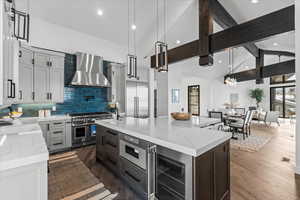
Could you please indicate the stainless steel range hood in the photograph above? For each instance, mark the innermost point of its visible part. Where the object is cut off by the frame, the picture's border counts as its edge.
(89, 71)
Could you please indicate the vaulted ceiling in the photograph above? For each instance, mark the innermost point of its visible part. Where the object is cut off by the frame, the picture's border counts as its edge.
(182, 24)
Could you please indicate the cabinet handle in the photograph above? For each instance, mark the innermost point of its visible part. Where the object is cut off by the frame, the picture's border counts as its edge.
(132, 176)
(111, 144)
(59, 143)
(57, 132)
(112, 133)
(111, 161)
(102, 142)
(14, 90)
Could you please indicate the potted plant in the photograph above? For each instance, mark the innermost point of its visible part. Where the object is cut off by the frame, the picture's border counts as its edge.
(258, 95)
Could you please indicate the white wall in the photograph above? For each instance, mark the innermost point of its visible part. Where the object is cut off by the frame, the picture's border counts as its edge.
(52, 36)
(221, 94)
(178, 80)
(297, 39)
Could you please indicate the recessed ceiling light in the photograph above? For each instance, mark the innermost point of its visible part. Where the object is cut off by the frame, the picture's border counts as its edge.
(133, 26)
(100, 12)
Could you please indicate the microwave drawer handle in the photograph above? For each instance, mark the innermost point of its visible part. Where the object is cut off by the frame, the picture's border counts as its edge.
(112, 133)
(132, 176)
(111, 161)
(57, 132)
(59, 143)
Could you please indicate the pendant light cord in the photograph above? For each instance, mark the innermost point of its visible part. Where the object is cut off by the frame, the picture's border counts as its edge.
(134, 31)
(128, 31)
(165, 21)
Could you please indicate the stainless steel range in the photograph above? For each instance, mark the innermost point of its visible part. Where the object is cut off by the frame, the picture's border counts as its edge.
(84, 128)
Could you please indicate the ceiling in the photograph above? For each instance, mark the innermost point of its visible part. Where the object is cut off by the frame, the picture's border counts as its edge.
(182, 24)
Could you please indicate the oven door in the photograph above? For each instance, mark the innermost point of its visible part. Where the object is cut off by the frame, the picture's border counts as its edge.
(79, 133)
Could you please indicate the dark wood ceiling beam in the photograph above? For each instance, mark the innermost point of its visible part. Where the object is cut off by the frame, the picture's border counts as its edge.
(275, 23)
(287, 67)
(272, 24)
(259, 67)
(279, 53)
(225, 20)
(205, 30)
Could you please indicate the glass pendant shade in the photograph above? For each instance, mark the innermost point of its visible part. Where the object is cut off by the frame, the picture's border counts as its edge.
(131, 66)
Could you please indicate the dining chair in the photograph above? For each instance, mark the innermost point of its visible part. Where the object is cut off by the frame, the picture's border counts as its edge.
(241, 127)
(217, 115)
(240, 111)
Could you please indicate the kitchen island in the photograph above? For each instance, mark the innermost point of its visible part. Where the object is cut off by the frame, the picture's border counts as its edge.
(165, 158)
(23, 161)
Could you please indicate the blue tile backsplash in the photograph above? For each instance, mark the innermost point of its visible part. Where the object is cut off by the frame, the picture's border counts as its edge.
(76, 100)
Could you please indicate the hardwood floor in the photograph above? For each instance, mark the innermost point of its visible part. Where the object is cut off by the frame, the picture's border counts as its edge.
(261, 175)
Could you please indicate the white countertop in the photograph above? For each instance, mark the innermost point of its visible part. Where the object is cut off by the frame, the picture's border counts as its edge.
(183, 136)
(23, 143)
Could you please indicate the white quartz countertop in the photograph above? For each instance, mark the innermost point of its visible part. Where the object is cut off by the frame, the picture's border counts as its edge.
(183, 136)
(22, 144)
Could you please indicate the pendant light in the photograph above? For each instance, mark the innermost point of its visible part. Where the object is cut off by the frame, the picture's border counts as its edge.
(161, 47)
(231, 81)
(131, 56)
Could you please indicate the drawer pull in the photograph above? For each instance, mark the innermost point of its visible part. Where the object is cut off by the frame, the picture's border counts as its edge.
(57, 123)
(132, 176)
(59, 143)
(57, 132)
(112, 133)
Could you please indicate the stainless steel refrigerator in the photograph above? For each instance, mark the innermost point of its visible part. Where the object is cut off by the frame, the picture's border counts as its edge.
(137, 101)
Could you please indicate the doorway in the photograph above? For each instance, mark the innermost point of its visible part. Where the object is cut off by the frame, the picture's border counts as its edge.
(194, 99)
(283, 99)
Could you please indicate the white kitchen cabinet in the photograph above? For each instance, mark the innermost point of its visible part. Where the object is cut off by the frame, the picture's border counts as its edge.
(56, 79)
(25, 94)
(42, 76)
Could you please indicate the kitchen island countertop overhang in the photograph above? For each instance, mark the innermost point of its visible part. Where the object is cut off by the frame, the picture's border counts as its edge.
(183, 136)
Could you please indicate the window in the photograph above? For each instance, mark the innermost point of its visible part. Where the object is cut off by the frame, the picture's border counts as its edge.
(283, 99)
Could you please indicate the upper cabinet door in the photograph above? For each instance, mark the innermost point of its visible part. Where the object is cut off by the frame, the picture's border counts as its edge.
(41, 77)
(57, 79)
(25, 93)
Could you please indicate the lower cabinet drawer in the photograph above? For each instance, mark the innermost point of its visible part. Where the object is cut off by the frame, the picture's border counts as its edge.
(112, 162)
(134, 176)
(57, 133)
(57, 142)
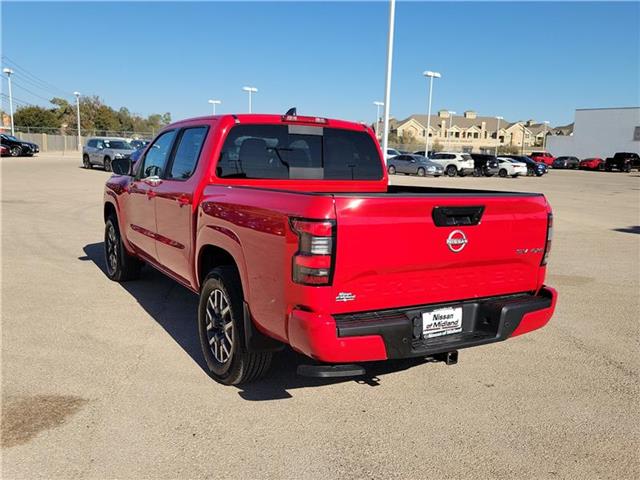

============

» **Problem to work on**
No picture is to appear in the copy; every entry above is otherwise to be printed verbatim.

» **Response for this exercise**
Could you please indicate the stainless steel range hood in the photograph above? For each instance, mark the innermost point of its visible part. Where the object is cut off by the frame, the picture's border counts as its edge.
(89, 71)
Could you please indicate the vaulted ceiling in the photograph above? For each instance, mark the innermost point of its visible part. Where the object is cut off by the frame, the picture's border counts as its edge.
(182, 24)
Could you please indicate the cabinet handle in the photograph above? For each instance, mark the innermost point of its visible part. Where the object is cut off by the frame, the picture's border counts as its edge.
(132, 176)
(111, 144)
(59, 143)
(57, 132)
(112, 133)
(111, 161)
(102, 142)
(14, 90)
Could you please indicate the potted plant in the photograph above? For each instance, mark the innermost point of its visible part. Where the object is cut off by the frame, the picture's border counts as its edge.
(258, 95)
Could you please indicate the white wall in the photograph above? For each instance, mark the innermost point of its visible part. Where the object is cut off by the frame, the picture's border counts as its edge.
(52, 36)
(221, 94)
(178, 80)
(297, 39)
Could you please indicate the recessed ceiling light in the photograph above? For each instance, mark the innermost point of its visible part. Where the object is cut off by the frame, the picture's border counts as its edge.
(133, 26)
(100, 12)
Could you please indicate the microwave drawer handle in the photograph above? For each instance, mark the innermost point of its visible part. Where the object is cut off by the frame, the picture's border counts as its edge.
(112, 133)
(132, 176)
(111, 161)
(57, 132)
(59, 143)
Could you please indicate the pendant light cord in the photograph above? For each instance, mark the innermost point of its visible part. Where the object is cut off by the frame, the picture's border counts as its edge.
(134, 31)
(128, 31)
(165, 21)
Could you please indicate the stainless steel range in the photograph above? For each instance, mark the innermost point of its visible part. Where the object is cut off by the frame, the picture's border counts as its edge.
(84, 128)
Could you please indicate the ceiling in the photograph above? For each instance, mark the innermost point of its visible part. Where the object is cut off by the frame, the picture's border counts as its edge.
(182, 24)
Could you please indicate the oven door in the photograph above? For each instance, mark the innermost point of its visible part. Where the object is cut off by the frame, the picture's border counts as its edge.
(79, 133)
Could you please indicate the dark wood ceiling beam in the photograph above? For each instance, mark the innermost point of its visible part. Where the object is cut off by the frame, the picture's border counts as its edge.
(275, 23)
(287, 67)
(272, 24)
(259, 67)
(279, 53)
(225, 20)
(205, 30)
Could you please indicate the glass pendant shade in the photograph above? For each instance, mark the innermost point of its visible part. Where the object is cut off by the frame, the picture's border counts as its edge.
(131, 66)
Could you please indicate the dining chair in the photograph above? For each instance, mark the innermost point of its visible part. Where the object is cut off by the frame, the picture's border counts as its edge.
(241, 127)
(217, 115)
(240, 111)
Could you please indicate the kitchen island in the photograph above? For each instance, mark the innermost point of its visible part. Where the object is cut off by the frame, the picture's border counts as its edge.
(165, 158)
(23, 161)
Could you please indicate the blue tile backsplash in the photograph above? For each instance, mark the innermost point of its visible part. Where the object is cut off by the frame, the picture's border counts as its edge.
(76, 100)
Could you please indicate the hardwood floor in the photograph above? For each instance, mark the innermost point of its visible part. Where the object is cut off by the frame, the picture's border counts as its edge.
(261, 175)
Could you please indicate the white countertop in the photograph above? For each instance, mark the innermost point of its visible part. Where the object is cut off by the frame, the picture's border counts as its edge.
(183, 136)
(23, 143)
Could you please indicate the white quartz countertop in the photograph above? For each instance, mark the innermost point of its visible part. Where the object is cut off by the frame, the picture's border counts as its edge.
(183, 136)
(22, 144)
Could you please indicate the pendant light in the photograph above? For each instance, mark the innermost point of its visible part. Where the object is cut off by the frame, the picture's border counts as its edge.
(161, 47)
(231, 81)
(131, 56)
Could you please indicate the drawer pull in the photograph above? For each instance, mark the innermost point of its visible part. Where the object is cut off by the frame, the picture's border counts as its edge.
(57, 123)
(132, 176)
(59, 143)
(57, 132)
(112, 133)
Could you please indicate the stainless steel refrigerator in the photograph above? For each instance, mark the innermost point of its visible part. Where the object is cut off by the frame, the picture's border counts as its edge.
(137, 101)
Could you please indicate the doorway in the photograph above? For each instance, mark the innermost point of its visible part. Where the object is cut off by the frame, the picture's border counts as its edge.
(194, 99)
(283, 99)
Could you please indicate the white kitchen cabinet in the photograph above? For each instance, mark the innermost point of its visible part. Where the object is cut off by the frame, the picture's border counts as its edge.
(56, 79)
(25, 94)
(42, 76)
Could you please indicate the kitchen island countertop overhang in the photograph above? For each instance, mark the innermost point of its visible part. Where the object is cut off by the frame, the picture's border counts as its edge.
(183, 136)
Could you please indicate the window in the photograph above? For each instance, mark the innermost point of its visible part. Where the object is cut off by the frame, the picture's border counts as its edge.
(283, 99)
Could you please indicate the upper cabinet door in the photograph above? For each instance, mark the innermost point of its visible part. Where the object is cut off by the frame, the picture's border counts as its edge.
(41, 77)
(57, 79)
(25, 93)
Could you please indicate the lower cabinet drawer in the photograph above? For each instance, mark the innermost point of its visible part. Where the object is cut off by the frame, the picture's border counts as its edge.
(112, 162)
(134, 176)
(57, 133)
(57, 142)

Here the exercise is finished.